▶ [DOEL 1]:
Neem uit het paginafragment over de gezinsvoogd letterlijk de passage over van "87. We zeggen" tot en met "in de onderzoeksgroep.".
▶ [DOEL 2]:
Waar richt de gezinsvoogd zich volgens het paginafragment over de gezinsvoogd vooral op?
▶ [DOEL 3]:
Schrijf het paginafragment over de gezinsvoogd verder, te beginnen na de laatste zin.

87. We zeggen ‘minimaal’ omdat we, zoals eerder aangegeven, niet over alle jongens voldoende

informatie hebben ontvangen. Het is derhalve mogelijk dat er meer gevallen van OTS zijn in de onderzoeksgroep.

88. Waar die stelling op is gebaseerd, blijft echter volstrekt onduidelijk c.q. wordt niet onderbouwd

De jongeren zelf zijn niet ontvankelijk voor de interventies van de gezinsvoogd. Eerder hebben wij beschreven dat de jongeren zelf eigenlijk geen problemen ervaren. Die houding hebben zij ook richting de gezinsvoogd. Hoe die interacties precies verlopen, staat niet met zoveel woorden in de rapportages; tussen de regels blijkt dat de jongeren gewoon hun eigen gang gaan en zich weinig aantrekken van de gezinsvoogd. In een geval gedraagt de jongere zich ronduit agressief en beledigend naar de gezinsvoogd, maar dat lijkt niet de regel te zijn. Eerder vertonen zij een weinig gemotiveerde, nonchalante en onverschillige houding. Een knelpunt is dat de gezinsvoogd zich vooral richt op de opvoedkundige kwaliteiten van de ouders, die uiteindelijk zo ontwikkeld moeten worden dat zij ook gezag hebben over hun zoon buitenshuis. Dat laatste is een van de belangrijkste probleemgebieden. Het eerste (opvoeding door ouders) is een voorwaarde voor het tweede (toezicht buitenshuis). De gezinsvoogd komt echter niet zover; de stok achter de deur ontbreekt om voldoende druk op de jongeren uit te oefenen. Zo betaalt een van de jongeren maandelijks een bedrag aan zijn ouders die voor hem verschillende bekeuringen hebben betaald, althans dat is de afspraak – en kan de gezinsvoogd zeggen dat hij ‘verantwoordelijkheid neemt voor zijn eigen gedrag’. De jongen kan hier echter straffeloos mee ophouden op het moment dat vader zich verzet tegen verlenging van de OTS, want er ‘zijn geen problemen’. De prikkel ontbreekt en men laat het erbij zitten. In een ander gezin heeft de gezinsvoogd zeer veel moeite gedaan om de jongere te plaatsen in een gesloten inrichting, aangezien de thuissituatie niet meer te handhaven was. Op het moment dat deze gesloten plaatsing niet meer mogelijk was binnen de strafrechtelijke maatregel (PIJ) en het gerechtshof een civielrechtelijke plaatsing verbiedt, wijzen de jongere en zijn moeder een vrijwillige plaatsing resoluut van de hand.

▶ [VERMELDINGEN]:

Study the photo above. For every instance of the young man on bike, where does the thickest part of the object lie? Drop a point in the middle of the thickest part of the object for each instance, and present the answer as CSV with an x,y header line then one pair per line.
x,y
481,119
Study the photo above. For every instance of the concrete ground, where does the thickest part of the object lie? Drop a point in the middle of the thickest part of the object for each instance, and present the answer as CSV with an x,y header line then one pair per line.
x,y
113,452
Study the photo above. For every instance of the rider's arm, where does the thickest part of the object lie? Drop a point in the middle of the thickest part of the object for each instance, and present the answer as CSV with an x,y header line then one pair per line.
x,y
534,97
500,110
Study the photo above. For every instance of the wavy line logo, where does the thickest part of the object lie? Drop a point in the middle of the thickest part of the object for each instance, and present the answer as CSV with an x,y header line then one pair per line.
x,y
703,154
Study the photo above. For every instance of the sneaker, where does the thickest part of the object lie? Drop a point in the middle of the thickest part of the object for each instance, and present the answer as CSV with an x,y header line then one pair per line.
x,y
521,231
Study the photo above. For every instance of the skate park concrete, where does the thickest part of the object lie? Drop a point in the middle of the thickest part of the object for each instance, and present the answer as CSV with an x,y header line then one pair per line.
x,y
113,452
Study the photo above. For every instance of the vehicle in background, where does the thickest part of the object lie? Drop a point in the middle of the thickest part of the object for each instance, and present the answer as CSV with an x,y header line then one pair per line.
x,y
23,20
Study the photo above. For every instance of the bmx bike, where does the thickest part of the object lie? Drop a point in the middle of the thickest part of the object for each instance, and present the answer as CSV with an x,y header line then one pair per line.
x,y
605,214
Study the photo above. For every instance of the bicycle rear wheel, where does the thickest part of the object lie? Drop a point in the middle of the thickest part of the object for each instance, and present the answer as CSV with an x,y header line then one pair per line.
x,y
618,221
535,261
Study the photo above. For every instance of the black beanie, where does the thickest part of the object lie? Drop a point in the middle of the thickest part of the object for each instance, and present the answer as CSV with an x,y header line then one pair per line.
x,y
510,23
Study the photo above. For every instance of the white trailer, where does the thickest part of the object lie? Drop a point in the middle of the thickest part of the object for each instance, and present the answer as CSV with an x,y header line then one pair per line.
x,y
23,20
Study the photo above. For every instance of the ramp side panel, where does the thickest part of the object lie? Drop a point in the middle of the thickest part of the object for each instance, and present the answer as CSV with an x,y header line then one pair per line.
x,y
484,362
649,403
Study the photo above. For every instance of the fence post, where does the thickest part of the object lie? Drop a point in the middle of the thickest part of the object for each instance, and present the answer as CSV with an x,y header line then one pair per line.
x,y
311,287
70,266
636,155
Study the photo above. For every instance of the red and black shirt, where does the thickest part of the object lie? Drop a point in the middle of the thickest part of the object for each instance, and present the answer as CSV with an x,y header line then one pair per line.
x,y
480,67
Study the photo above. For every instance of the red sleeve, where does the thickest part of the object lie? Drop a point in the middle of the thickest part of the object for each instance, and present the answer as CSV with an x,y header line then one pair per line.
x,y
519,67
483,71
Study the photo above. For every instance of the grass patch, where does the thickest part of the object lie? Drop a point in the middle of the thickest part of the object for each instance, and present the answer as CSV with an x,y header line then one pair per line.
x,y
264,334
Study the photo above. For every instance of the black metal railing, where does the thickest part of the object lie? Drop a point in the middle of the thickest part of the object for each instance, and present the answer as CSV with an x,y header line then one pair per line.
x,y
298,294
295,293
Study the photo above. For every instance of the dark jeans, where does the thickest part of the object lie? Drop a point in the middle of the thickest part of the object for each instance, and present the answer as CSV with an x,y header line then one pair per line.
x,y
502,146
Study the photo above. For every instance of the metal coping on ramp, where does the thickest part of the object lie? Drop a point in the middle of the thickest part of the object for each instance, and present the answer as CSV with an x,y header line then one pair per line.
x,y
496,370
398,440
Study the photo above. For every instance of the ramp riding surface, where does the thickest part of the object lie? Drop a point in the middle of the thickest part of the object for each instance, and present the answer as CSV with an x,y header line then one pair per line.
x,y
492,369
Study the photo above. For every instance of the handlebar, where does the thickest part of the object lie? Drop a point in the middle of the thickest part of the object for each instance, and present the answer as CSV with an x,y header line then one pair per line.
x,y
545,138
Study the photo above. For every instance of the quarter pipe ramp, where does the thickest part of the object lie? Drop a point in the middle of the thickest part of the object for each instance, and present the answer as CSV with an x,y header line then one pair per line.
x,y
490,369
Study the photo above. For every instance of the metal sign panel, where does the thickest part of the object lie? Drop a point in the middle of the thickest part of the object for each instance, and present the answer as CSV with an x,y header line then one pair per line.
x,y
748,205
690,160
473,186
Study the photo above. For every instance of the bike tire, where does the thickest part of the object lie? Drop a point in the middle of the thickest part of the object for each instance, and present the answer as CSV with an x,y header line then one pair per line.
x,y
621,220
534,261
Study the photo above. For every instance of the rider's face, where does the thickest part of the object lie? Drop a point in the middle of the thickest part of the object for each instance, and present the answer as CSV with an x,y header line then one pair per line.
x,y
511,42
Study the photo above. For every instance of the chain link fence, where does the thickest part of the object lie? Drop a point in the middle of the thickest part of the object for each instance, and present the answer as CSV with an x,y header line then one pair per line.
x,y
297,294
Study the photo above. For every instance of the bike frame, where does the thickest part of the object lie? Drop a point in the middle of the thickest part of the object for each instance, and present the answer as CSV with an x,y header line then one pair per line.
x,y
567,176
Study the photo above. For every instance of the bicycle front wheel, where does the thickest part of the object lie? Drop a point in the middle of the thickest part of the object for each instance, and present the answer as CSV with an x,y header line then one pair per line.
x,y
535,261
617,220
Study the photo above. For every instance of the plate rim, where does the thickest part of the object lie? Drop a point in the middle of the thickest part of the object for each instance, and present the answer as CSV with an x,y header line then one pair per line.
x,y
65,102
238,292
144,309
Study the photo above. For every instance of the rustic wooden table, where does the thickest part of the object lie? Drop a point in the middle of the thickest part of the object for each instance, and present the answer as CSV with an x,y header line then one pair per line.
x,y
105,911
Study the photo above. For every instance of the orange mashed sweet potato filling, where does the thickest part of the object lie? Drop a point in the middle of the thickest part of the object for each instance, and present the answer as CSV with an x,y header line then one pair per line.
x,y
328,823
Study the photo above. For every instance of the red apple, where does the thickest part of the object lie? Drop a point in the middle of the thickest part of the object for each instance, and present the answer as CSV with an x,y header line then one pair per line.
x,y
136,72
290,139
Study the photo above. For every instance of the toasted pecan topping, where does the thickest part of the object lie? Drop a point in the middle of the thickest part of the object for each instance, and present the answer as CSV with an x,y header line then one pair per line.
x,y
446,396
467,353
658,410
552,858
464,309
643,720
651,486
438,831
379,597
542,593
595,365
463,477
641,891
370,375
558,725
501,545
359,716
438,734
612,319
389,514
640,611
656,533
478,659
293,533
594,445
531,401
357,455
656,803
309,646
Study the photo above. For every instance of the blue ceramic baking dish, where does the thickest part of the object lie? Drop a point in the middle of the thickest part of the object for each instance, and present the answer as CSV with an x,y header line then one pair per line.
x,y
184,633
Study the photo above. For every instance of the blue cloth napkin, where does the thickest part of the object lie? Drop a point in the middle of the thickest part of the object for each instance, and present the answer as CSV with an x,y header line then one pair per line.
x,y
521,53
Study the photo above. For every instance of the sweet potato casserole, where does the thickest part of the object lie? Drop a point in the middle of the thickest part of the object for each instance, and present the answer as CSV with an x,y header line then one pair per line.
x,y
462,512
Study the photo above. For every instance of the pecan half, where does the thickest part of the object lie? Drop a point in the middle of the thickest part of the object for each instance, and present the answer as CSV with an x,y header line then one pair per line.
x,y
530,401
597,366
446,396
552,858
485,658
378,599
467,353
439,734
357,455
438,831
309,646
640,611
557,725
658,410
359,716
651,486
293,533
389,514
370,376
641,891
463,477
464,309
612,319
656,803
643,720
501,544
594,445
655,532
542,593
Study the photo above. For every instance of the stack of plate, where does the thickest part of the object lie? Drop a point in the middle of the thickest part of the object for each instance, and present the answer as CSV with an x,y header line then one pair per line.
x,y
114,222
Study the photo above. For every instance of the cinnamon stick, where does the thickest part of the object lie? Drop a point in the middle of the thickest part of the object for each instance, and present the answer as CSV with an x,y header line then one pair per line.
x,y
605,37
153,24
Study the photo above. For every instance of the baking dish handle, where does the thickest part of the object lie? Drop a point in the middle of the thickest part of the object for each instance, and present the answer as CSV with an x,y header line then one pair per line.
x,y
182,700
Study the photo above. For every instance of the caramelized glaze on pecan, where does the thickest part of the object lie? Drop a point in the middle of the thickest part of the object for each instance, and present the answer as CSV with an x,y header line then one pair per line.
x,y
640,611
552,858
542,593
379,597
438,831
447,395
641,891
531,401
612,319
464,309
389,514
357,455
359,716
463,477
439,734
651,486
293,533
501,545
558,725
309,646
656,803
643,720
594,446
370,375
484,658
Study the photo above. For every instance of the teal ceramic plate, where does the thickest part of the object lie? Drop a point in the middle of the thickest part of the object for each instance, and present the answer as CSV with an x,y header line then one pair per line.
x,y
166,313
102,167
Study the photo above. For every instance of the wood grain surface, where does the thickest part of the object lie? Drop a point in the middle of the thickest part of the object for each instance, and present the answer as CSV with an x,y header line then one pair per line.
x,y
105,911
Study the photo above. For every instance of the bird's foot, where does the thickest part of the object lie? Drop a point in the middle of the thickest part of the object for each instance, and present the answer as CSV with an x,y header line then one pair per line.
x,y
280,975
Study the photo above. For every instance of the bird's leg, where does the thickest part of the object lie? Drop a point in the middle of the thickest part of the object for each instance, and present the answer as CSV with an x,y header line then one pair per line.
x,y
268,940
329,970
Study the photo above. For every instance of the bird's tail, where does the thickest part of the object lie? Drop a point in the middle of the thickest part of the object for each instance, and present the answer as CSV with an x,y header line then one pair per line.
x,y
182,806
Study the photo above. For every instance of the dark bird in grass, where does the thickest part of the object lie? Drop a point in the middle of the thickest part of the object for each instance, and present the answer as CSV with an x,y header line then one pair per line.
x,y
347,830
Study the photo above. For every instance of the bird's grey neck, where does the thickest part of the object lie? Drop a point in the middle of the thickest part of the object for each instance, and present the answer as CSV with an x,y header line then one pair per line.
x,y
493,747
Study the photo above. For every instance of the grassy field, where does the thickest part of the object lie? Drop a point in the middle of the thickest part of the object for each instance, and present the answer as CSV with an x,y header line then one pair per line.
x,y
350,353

▶ [UITKOMST 1]:
87. We zeggen ‘minimaal’ omdat we, zoals eerder aangegeven, niet over alle jongens voldoende

informatie hebben ontvangen. Het is derhalve mogelijk dat er meer gevallen van OTS zijn in de onderzoeksgroep.

▶ [UITKOMST 2]:
Op de opvoedkundige kwaliteiten van de ouders.

▶ [UITKOMST 3]:
Een van de gezinsvoogden krijgt van een van de jongens te horen het ‘fijn te vinden om contact te hebben met de gezinsvoogd zodat hij eventuele problemen kan bespreken’. Diezelfde jongen maakt later handig gebruik van het gegeven dat er meer instanties c.q. hulpverleners of rapporteurs betrokken zijn bij het gezin. Zo kan een van de jongeren zeggen tegen een medewerker van de Raad dat hij geen voogd meer vertrouwt, omdat hij telkens ‘een andere krijgt’.89 Hij wil een voogd ‘die hard voor hem is en recht door zee’. Een voogd die ‘meer om hem geeft en meer diepgang in de gesprekken brengt’. De gezinsvoogd zegt echter precies het tegenover- gestelde: ‘steeds weer werd hij belazerd en ondanks de bergen energie kreeg hij steeds stank voor dank’. Dit voorbeeld onder velen (zie verderop) maakt duidelijk dat de jongeren elke gelegenheid aangrijpen om zich te kunnen positioneren als slachtoffer van de betrokken instanties. Het zijn de instanties die het niet goed doen; zijzelf treffen geen blaam. Zij weten kennelijk precies hoe zij de instanties moeten bespelen. Een van de jongeren komt telkens te laat op de afspraak met zijn jeugdreclasseerder en krijgt daarvoor ook een waarschuwing. Op het moment dat de jeugdreclasseerder zelf tien minuten te laat is wegens treinstoring, loopt de jongere, die dan toevallig een keer op tijd is, weg en is boos op haar (‘ze was te laat’). Een andere jongen geeft ronduit toe selectief te zijn in het verstrekken van informatie aan de instanties. De rapporteur in deze zaak omschrijft de jongen als een ‘slimme jongen die niet snel over de grens zal gaan’.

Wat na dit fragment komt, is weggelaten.